§ **Your assignment**
Write out the data that follows. Keep every character unchanged.

§ **Records supplied**

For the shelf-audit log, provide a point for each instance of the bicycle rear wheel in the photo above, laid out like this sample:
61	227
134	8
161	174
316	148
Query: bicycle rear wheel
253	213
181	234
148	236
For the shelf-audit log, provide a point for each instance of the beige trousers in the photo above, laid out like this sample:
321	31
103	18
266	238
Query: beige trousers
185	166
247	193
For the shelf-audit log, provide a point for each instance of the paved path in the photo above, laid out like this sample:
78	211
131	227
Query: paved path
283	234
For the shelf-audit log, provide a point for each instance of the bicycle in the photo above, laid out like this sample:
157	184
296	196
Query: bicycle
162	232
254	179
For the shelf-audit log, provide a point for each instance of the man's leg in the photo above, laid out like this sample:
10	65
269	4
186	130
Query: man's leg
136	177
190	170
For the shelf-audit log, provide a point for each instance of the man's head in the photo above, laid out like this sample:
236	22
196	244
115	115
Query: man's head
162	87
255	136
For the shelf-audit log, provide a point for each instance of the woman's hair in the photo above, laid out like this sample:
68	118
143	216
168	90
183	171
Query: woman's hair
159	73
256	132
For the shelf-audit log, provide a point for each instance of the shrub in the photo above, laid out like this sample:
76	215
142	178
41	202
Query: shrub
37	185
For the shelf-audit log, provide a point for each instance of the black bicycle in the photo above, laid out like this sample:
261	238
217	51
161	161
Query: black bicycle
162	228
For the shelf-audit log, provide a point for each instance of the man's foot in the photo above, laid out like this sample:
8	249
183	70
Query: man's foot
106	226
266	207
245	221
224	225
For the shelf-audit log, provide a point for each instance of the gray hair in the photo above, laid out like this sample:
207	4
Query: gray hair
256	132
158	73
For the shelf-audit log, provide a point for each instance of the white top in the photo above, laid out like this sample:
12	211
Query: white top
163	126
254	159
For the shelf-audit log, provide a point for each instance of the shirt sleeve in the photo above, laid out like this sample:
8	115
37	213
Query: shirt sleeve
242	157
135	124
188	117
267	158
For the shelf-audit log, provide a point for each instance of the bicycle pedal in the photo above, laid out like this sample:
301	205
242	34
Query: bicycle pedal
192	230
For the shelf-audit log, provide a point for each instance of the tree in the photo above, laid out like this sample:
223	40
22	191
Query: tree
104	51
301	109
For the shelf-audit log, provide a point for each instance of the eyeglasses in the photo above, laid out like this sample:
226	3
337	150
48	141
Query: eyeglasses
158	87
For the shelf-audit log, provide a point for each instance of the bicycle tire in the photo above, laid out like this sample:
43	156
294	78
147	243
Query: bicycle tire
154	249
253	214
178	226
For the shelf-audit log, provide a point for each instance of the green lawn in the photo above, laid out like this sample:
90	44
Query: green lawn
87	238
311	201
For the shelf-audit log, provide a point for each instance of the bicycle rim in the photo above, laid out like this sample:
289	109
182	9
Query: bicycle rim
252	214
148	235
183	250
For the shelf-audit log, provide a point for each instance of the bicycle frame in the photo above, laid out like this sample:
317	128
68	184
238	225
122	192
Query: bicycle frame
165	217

§ **Answer to this problem**
For the shelf-audit log, provide a point for each instance of the bicycle rear wheel in the photo above, laid out like this sample:
61	227
134	8
161	174
316	148
Query: bicycle rear wheel
253	213
181	234
148	236
For the shelf-audit log, provide a point for each instance of the beige trousers in the photo above, laid out like this sample:
321	31
103	18
266	238
Query: beige trousers
185	166
247	193
For the shelf-audit log, provide a point for each instance of the paved path in the photo above, laid out like this sample:
78	211
131	227
Query: paved path
283	234
For the shelf-audit log, provide a point for each instance of the bicycle in the photo above, laid out like this sample:
157	184
296	196
Query: bicycle
162	232
254	179
For the shelf-audit log, provide a point for each instance of the man's leg in the photo above, laid out like this sample:
10	65
269	4
186	130
Query: man's leg
136	177
190	170
For the shelf-audit log, provide a point for each instance of the man's head in the photo above, laid out like this sample:
236	22
196	244
115	115
Query: man's head
162	87
255	136
For the shelf-audit log, provide a point for each instance of the woman's hair in the photo above, laid out like this sample:
68	118
143	216
168	90
183	171
Query: woman's hair
159	73
256	132
For the shelf-audit log, provide a point for each instance of the shrub in the photo above, laid out like this sample:
76	215
142	178
41	202
Query: shrub
37	185
For the shelf-audit log, provide a point for each instance of the black bicycle in the photo above, laid out like this sample:
261	238
217	51
161	161
Query: black bicycle
162	228
For the shelf-audit log, provide a point for each instance of the man's foot in the photo above, laid out like this sample:
8	249
183	70
Query: man's foot
106	226
266	207
245	221
224	225
For the shelf-audit log, provide a point for each instance of the gray hair in the photo above, laid out like this sample:
207	4
Query: gray hair
256	132
158	73
For the shelf-audit log, provide a point for each instance of the white top in the photo above, laid out like this sample:
12	211
Query: white top
163	126
254	159
For the shelf-audit log, provide a point for each instance of the shirt sleeve in the photo above, laid out like this sample:
8	115
37	213
Query: shirt sleeve
242	157
135	124
188	117
267	158
For the shelf-audit log, provide a point for each instance of the bicycle pedal in the photo above, laid out like this sample:
301	205
242	34
Query: bicycle pedal
192	230
For the shelf-audit log, provide a point for each instance of the tree in the photo above, laid out like this sample:
223	40
22	191
Query: tree
104	51
301	109
For the shelf-audit log, provide a point for each instance of the eyeglasses in the photo above, laid out like this sample:
226	3
337	150
48	141
Query: eyeglasses
158	87
For the shelf-audit log, provide a point for each instance of the bicycle tire in the photo above, laid out like this sample:
43	156
294	78
147	243
Query: bicycle tire
154	249
253	214
178	226
For the shelf-audit log, provide a point for each instance of the green lawn in the photo above, laid out like this sample:
90	44
Query: green lawn
87	238
311	201
For the shelf-audit log, provide a point for each instance of the bicycle rim in the photo above, laid out like this sample:
289	109
182	9
Query: bicycle rim
252	214
148	235
183	250
For the shelf-audit log, provide a point for each instance of the bicycle frame in the photo above, laid out like this sample:
317	128
68	184
238	225
122	192
Query: bicycle frame
165	217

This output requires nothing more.